» **提示文**:
森村泰昌の自画像作品集大成、大阪で

2016.4.12 17:00

「森村泰昌:自画像の美術史」会場風景

(写真2枚)

現代日本を代表する美術家の一人、森村泰昌。彼の大規模な個展『森村泰昌:自画像の美術史ー「私」と「わたし」が出会うとき』が国立国際美術館(大阪市北区)で行われています。

森村の作品の特徴は、自分自身が絵画の登場人物に扮して作品の中に紛れ込むことです。ほかには、美術家、映画女優、20世紀の偉人に扮した作品もあります。「それってコスプレじゃないの?」と思う人もいるでしょう。確かにそんな一面もあるかもしれません。しかし、彼の作品には美術史への批評的な眼差しが必ず含まれています。また、他人に扮することで自分を振り返る視点、つまり「私とは何者か」を問い続けているのも特徴です。

本展は、森村が作品の登場人物や美術家に扮した「自画像シリーズ」の集大成で、代表作に新作と未発表作を加えた132点が出展されています。若き森村が参加した伝説的な展覧会「ラデカルな意志のスマイル」(1985年)の再現や、長編映像作品(約70分)も注目です。

「森村泰昌:自画 像の美術史」会場風景
「森村泰昌:自画像の美術史」会場風景

ちなみに、サブタイトルにある「私」とは、美術家の森村や作品の一部になった森村を指し、「わたし」はプライベートの森村を指しています。世間には、表向きの自分と素の自分を使い分ける人がいますが、森村もまた芸術活動の中で2つの自分を行き来しているのです。そう考えると、彼の作品が身近に思えてきます。

» **課題一覧**:
A) 提示文の「現代日本を代表する美術家の一」から「問い続けているのも特徴です。」までを、一字一句変えずに書き写しなさい。
B) 次の(i)〜(iii)が提示文の内容と一致するかどうかを「はい」か「いいえ」で答え、判断の根拠となる提示文の語句をそのまま引用しなさい。(i) 本展には132点の作品が出展されている。(ii) 展示される長編映像作品は約90分である。(iii) サブタイトルの「わたし」は、美術家としての森村を指している。

» **資料**:
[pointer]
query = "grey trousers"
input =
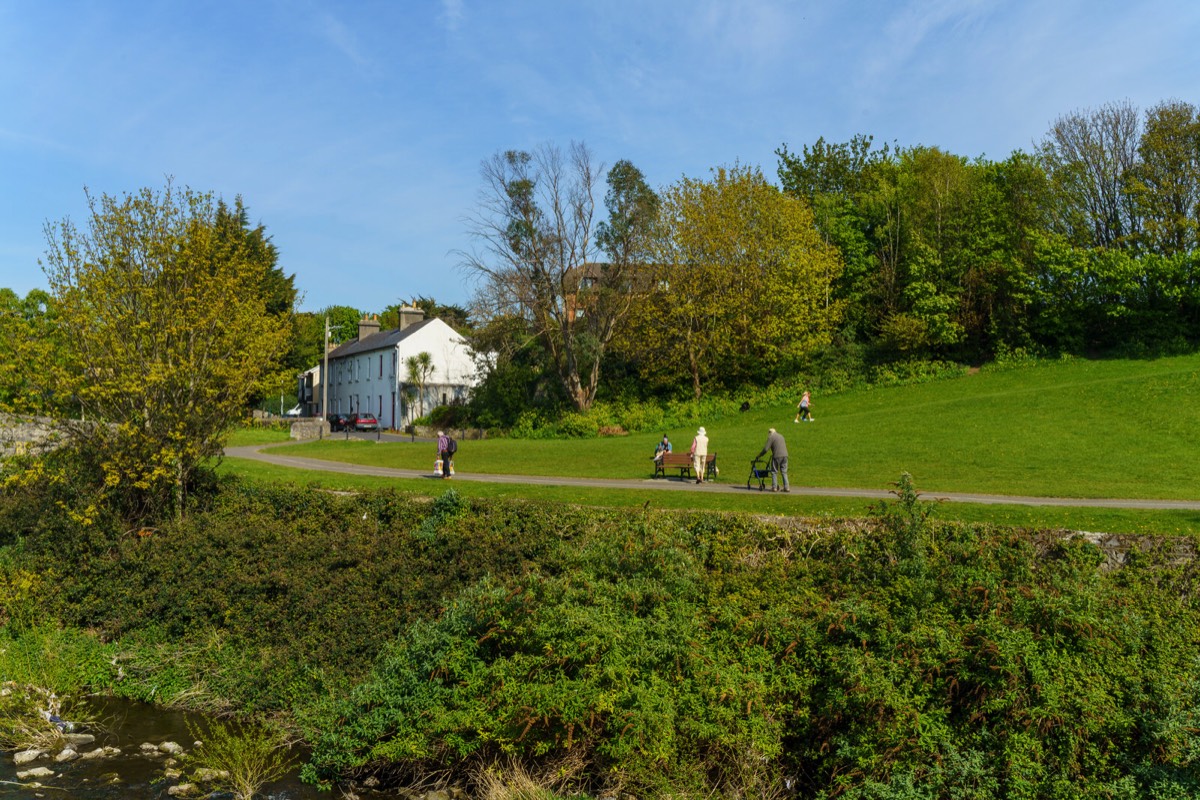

» **課題別解答**:
A)
現代日本を代表する美術家の一人、森村泰昌。彼の大規模な個展『森村泰昌:自画像の美術史ー「私」と「わたし」が出会うとき』が国立国際美術館(大阪市北区)で行われています。

森村の作品の特徴は、自分自身が絵画の登場人物に扮して作品の中に紛れ込むことです。ほかには、美術家、映画女優、20世紀の偉人に扮した作品もあります。「それってコスプレじゃないの?」と思う人もいるでしょう。確かにそんな一面もあるかもしれません。しかし、彼の作品には美術史への批評的な眼差しが必ず含まれています。また、他人に扮することで自分を振り返る視点、つまり「私とは何者か」を問い続けているのも特徴です。

B)
(i) はい。『代表作に新作と未発表作を加えた132点が出展されています』
(ii) いいえ。『長編映像作品(約70分)』
(iii) いいえ。『「わたし」はプライベートの森村を指しています』